第26回 「南方熊楠の生涯」
~「南方熊楠の生涯」~
開催日時: 2013年2月1日(金) 午後6時~10時
開催場所:アーキテクトカフェ青山
東京都港区南青山2-27-18 青山エムズタワー2F
【開催のご挨拶 会長 安田豊】
【基調講演】 ~「南方熊楠の生涯」~ 南方熊楠顕彰会常任理事 田村義也様
岩手県出身ながら、田辺市にて南方熊楠の資料整理に携わり十数年の目録編纂を経て南方熊楠の研究第一人者となられた田村先生に、興味深い話を伺いました。
南方の生きた時代は、全ての制度が大きく変化した時代でした。1867年生まれ、1941年没で、徳川の終わりから明治国家の終焉の直前までを生きた南方の同年代には正岡子規、夏目漱石、秋山真之、山田武太郎等の、明治日本の文化を形作ったたくさんいます。
南方の実家は商家、のち造り酒屋となるのを弟が継ぎます。本人は和歌山中学を卒業の後上京、回り道の多い学者人生を送ることになります。東大予備門を退学して帰郷、13年におよぶ米英滞在を経て帰国しますが、その後は大正11年に1回東京に滞在しただけで、人生のほとんどを和歌山県を出ることなく過ごしました。
博識で高い文献調査能力を持つ、傑出した人物ではありましたが、人間的な癖もおそらく強かった人で、距離を置いて交際をしていた人々からだけ評価されていたという面があります。人文系の研究とともに隠花植物および顕花植物の採集を幅広く行い、アメリカでも那智でも高等植物の採集もしています。実技をどこで学んだかは不明ですが、基本を踏まえた正しい標本作りを行っていたそうです。
アメリカへは、1886(明治19)年に出航、翌年サンフランシスコ着。ミシガン州とフロリダ州に滞在します。その当時の写真で、和装にブーツという出で立ちのものがあり、日本人南方を意識した明治の若者らしい野心的な姿でした。

......

■ 設問文 1
記録の冒頭から「point(172, 251)」を含む行までを、その行も含めてそのまま再掲してください。
■ 設問文 2
南方熊楠の生涯を紹介する本文を、最後の文の後から書き継いでください。
本文と記録は、それぞれ別の出典から取られたものです。

......

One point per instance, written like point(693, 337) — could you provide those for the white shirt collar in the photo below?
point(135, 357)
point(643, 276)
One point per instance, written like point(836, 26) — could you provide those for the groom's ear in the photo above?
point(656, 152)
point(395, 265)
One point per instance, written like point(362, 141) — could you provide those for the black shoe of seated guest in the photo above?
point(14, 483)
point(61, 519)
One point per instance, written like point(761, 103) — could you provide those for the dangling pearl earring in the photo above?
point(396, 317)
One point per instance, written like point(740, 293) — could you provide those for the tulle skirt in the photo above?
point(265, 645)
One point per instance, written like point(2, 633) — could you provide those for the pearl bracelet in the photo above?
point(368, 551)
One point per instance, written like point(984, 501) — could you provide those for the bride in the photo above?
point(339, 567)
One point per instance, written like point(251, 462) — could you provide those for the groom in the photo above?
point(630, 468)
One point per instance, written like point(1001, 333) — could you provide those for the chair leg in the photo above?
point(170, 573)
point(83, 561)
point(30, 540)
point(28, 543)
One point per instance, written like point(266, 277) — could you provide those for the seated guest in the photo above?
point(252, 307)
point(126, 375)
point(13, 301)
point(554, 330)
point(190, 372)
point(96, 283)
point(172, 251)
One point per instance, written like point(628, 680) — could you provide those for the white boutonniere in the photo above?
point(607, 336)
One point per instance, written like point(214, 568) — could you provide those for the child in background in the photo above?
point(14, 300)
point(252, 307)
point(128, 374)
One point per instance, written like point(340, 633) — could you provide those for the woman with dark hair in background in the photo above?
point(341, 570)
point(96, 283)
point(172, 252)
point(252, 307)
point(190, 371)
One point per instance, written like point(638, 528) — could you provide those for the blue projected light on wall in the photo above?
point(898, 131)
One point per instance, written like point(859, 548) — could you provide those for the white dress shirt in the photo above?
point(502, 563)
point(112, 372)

......

■ 解答例 1
One point per instance, written like point(693, 337) — could you provide those for the white shirt collar in the photo below?
point(135, 357)
point(643, 276)
One point per instance, written like point(836, 26) — could you provide those for the groom's ear in the photo above?
point(656, 152)
point(395, 265)
One point per instance, written like point(362, 141) — could you provide those for the black shoe of seated guest in the photo above?
point(14, 483)
point(61, 519)
One point per instance, written like point(761, 103) — could you provide those for the dangling pearl earring in the photo above?
point(396, 317)
One point per instance, written like point(740, 293) — could you provide those for the tulle skirt in the photo above?
point(265, 645)
One point per instance, written like point(2, 633) — could you provide those for the pearl bracelet in the photo above?
point(368, 551)
One point per instance, written like point(984, 501) — could you provide those for the bride in the photo above?
point(339, 567)
One point per instance, written like point(251, 462) — could you provide those for the groom in the photo above?
point(630, 468)
One point per instance, written like point(1001, 333) — could you provide those for the chair leg in the photo above?
point(170, 573)
point(83, 561)
point(30, 540)
point(28, 543)
One point per instance, written like point(266, 277) — could you provide those for the seated guest in the photo above?
point(252, 307)
point(126, 375)
point(13, 301)
point(554, 330)
point(190, 372)
point(96, 283)
point(172, 251)

■ 解答例 2
1892(明治25)年にはロンドンへ。1893(明治26)年、科学雑誌『ネイチャー』に初めての論文「極東の星座」を寄稿。ロンドンでの彼は、東洋研究の世界での情報提供者(インフォーマント)という立ち位置でした。日本と東洋の文化について知識と調査能力があり、英語で説明することができたため、高く評価されたのです。
1897年、ロンドンに亡命中の孫逸仙(孫文)と知り合い、意気投合します。
1900年の帰国後、実家に居場所を得られず、那智で3年間を過ごすことになりました。昼は山野で生物採集、夜は古典文学の読書という雌伏の時期が、その後の活躍に大きく貢献したと考えられています。
明治40年代、神社合祀政策に対する反対運動を起こします。これは、自然保護運動の先がけでもあり、今日では世界遺産『熊野古道』として保全されているいくつかの重要な神社と神社林を守ることに大きく寄与しました。
1926(大正15)年、『南方閑話』『南方随筆』『続南方随筆』の三冊の単行本を刊行。それまでは、彼の文章は学術誌読者の目にしか触れませんでした。
1929(昭和4)年、昭和天皇の紀南行幸に際し田辺湾上のお召し艦において進講、粘菌標本を天皇に献上しました。進講の予定は25分間でしたが、おそらく南方はとてもその時間に収まらない量の話題を用意しており、御進講は天皇の指示で延長されました。
一般には認知度が低く、まとまった業績もなく、地元の和歌山県でも認められなかったにもかかわらず、昭和天皇から興味を持たれていたという奇異な存在、紀州の巨人南方熊楠の一片を垣間見ることが出来ました。(紀友会幹事 堀川 成康)
【和歌山自慢コーナー和歌山ゆかりの企画・イベントのお知らせ】
【新入会員のご紹介】 岡崎 滋さま、小泉 達則さま、谷澤 佳彦さま、向井 成一郎さま、山本 高士さま、 (五十音順)
【乾杯の音頭】紀友会 副会長 上田富三
【懇親会の模様
【閉会のご挨拶】紀友会 幹事 山本充彦
(第26回例会レポート 広報担当:中川貴照)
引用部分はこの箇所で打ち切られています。